## Extracted text
ReduceMin

Applicability

Product	Supported
Atlas A3 training products / Atlas A3 inference products	√
Atlas A2 training products / Atlas A2 inference products	√
Atlas 200I/500 A2 inference products	√
Atlas inference product 's AI Core	√
Atlas inference product 's Vector Core	x
Atlas training products	√

Function

Obtains the minimum value and its corresponding index position among the input data. For details about reduction instructions, see How to Use Reduction Compute APIs. For details about the ReduceMin computation principle, see ReduceMax.

Prototype

Computation of the first n data elements of a tensor

        
             template <typename T>
__aicore__ inline void ReduceMin(const LocalTensor<T>& dst, const LocalTensor<T>& src, const LocalTensor<T>& sharedTmpBuffer, const int32_t count, bool calIndex = 0)

High-dimensional tensor sharding computation

Bitwise mask mode

          
               template <typename T>
__aicore__ inline void ReduceMin(const LocalTensor<T>& dst, const LocalTensor<T>& src, const LocalTensor<T>& sharedTmpBuffer, const uint64_t mask[], const int32_t repeatTime, const int32_t srcRepStride, bool calIndex = 0)

Contiguous mask mode

          
               template <typename T>
__aicore__ inline void ReduceMin(const LocalTensor<T>& dst, const LocalTensor<T>& src, const LocalTensor<T>& sharedTmpBuffer, const int32_t mask, const int32_t repeatTime, const int32_t srcRepStride, bool calIndex = 0)

Parameters

**Table 1** Template parameters
Parameter	Description
T	Operand data type. For the Atlas A3 training products / Atlas A3 inference products , the supported data types are half and float. For the Atlas A2 training products / Atlas A2 inference products , the supported data types are half and float. For Atlas 200I/500 A2 inference products , the supported data types are half and float. For the Atlas inference product 's AI Core, the supported data types are half and float. For the Atlas training products , the supported data type is half.

**Table 2** Parameters
Parameter	Input/Output	Meaning
dst	Output	Destination operand. The type is LocalTensor, and the supported TPosition is VECIN, VECCALC, or VECOUT. The start address of the LocalTensor must be 4-byte aligned (for data of the half type) or 8-byte aligned (for data of the float type).
src	Input	Source operand. The type is LocalTensor, and the supported TPosition is VECIN, VECCALC, or VECOUT. The start address of the LocalTensor must be 32-byte aligned. The data type of the source operand must be the same as that of the destination operand.
sharedTmpBuffer	Input	Space required by some hardware models to store intermediate results during API execution. The space must meet the minimum space requirement. For details about the computation method, see the ReduceMax computation diagram. The type is LocalTensor, and the supported TPosition is VECIN, VECCALC, or VECOUT. The start address of the LocalTensor must be 32-byte aligned. Its data type must match that of the destination operand. For Atlas A3 training products / Atlas A3 inference products , sharedTmpBuffer is required. For Atlas A2 training products / Atlas A2 inference products , sharedTmpBuffer is required. For Atlas 200I/500 A2 inference products , sharedTmpBuffer is required. For the Atlas inference product 's AI Core, sharedTmpBuffer is required. For Atlas training products , sharedTmpBuffer is required.
count	Input	Number of elements involved in the computation. The valid value range of the parameter depends on the data type of the operand. Different data types support different maximum numbers of elements that can be processed. The maximum amount of data processed must not exceed the UB size limit.

## Exercise set
1 > In the ReduceMin documentation, shorten the paragraph beginning "Obtains the minimum value" into a brief list that keeps its main facts.
2 > Go on with the ReduceMin documentation, starting right after its last sentence.

## Provided data
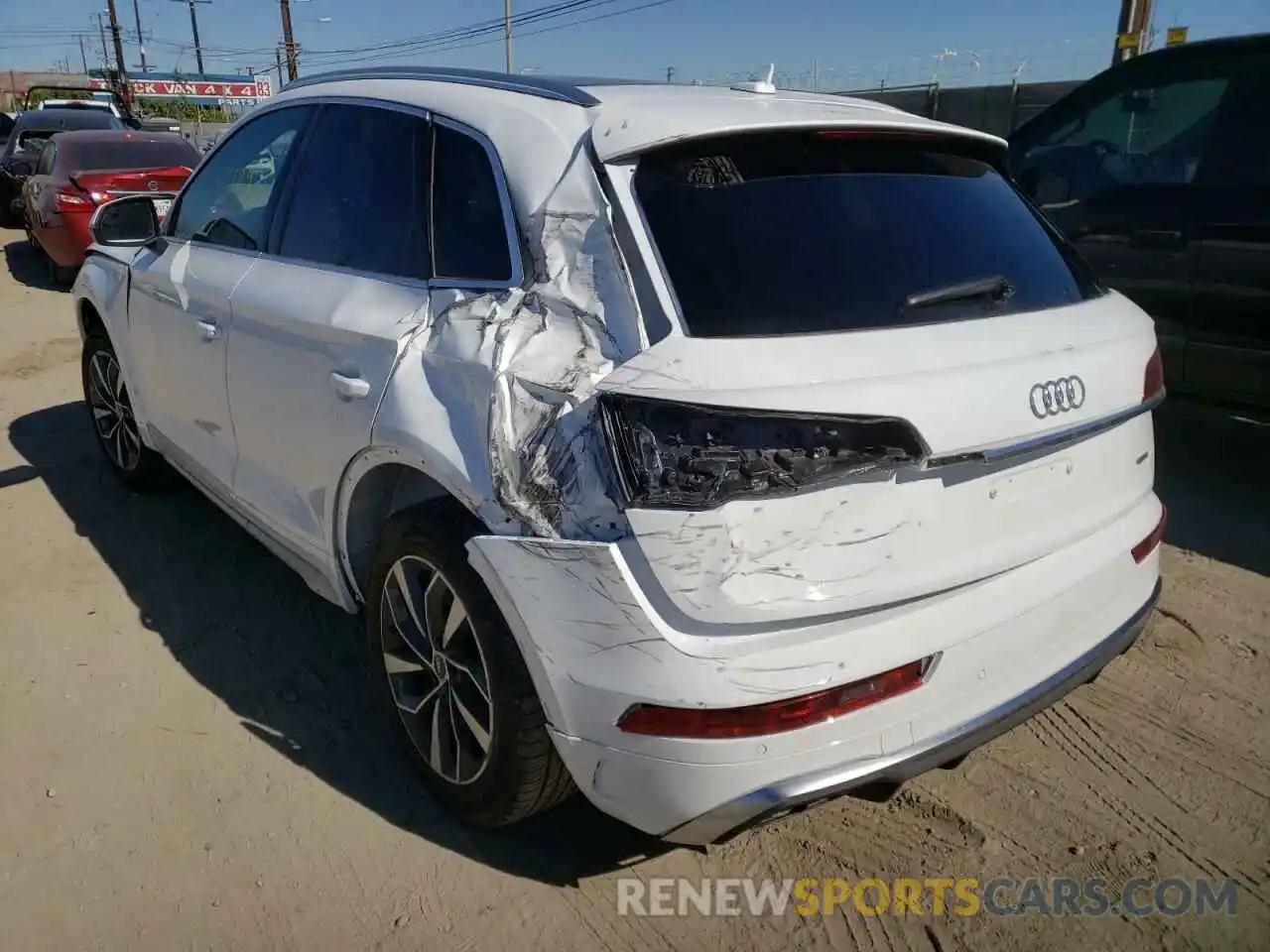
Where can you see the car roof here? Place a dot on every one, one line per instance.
(53, 119)
(91, 136)
(633, 116)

## Written responses
1 >
- Finds the minimum value in the input data and the index where it occurs.
- Reduction instructions are covered in How to Use Reduction Compute APIs.
- The computation principle is described under ReduceMax.

2 >
mask/mask[]	Input	mask is used to control the elements that participate in computation in each iteration. Bitwise mode: controls which elements are involved in computation bit by bit. A bit value of 1 means the corresponding element participates in computation, while 0 means it does not. The mask value is an array. The array length and the value range of the array elements are related to the operand data type. When the operand is 16-bit, the array length is 2, mask[0] and mask[1] ∈ [0, 2⁶⁴ -1] and cannot be 0 at the same time. When the operand is 32-bit, the array length is 1 and mask[0] ∈ (0, 2⁶⁴ – 1]. When the operand is 64-bit, the array length is 1 and mask[0] ∈ (0, 2³² – 1]. For example, if mask = [0, 8] and 8 = 0b1000, only the fourth element participates in computation. Contiguous mode: indicates the number of contiguous elements that participate in computation. The value range is related to the operand data type. The maximum number of elements that can be processed in each repeat varies according to the data type. When the operand is 16-bit, mask ∈ [1, 128]. When the operand is 32-bit, mask ∈ [1, 64]. When the operand is 64-bit, mask ∈ [1, 32].
repeatTime	Input	Number of iteration repeats. Unlike High-dimensional Sharding APIs, a larger value range is supported. Ensure that the value does not exceed the maximum value of int32_t.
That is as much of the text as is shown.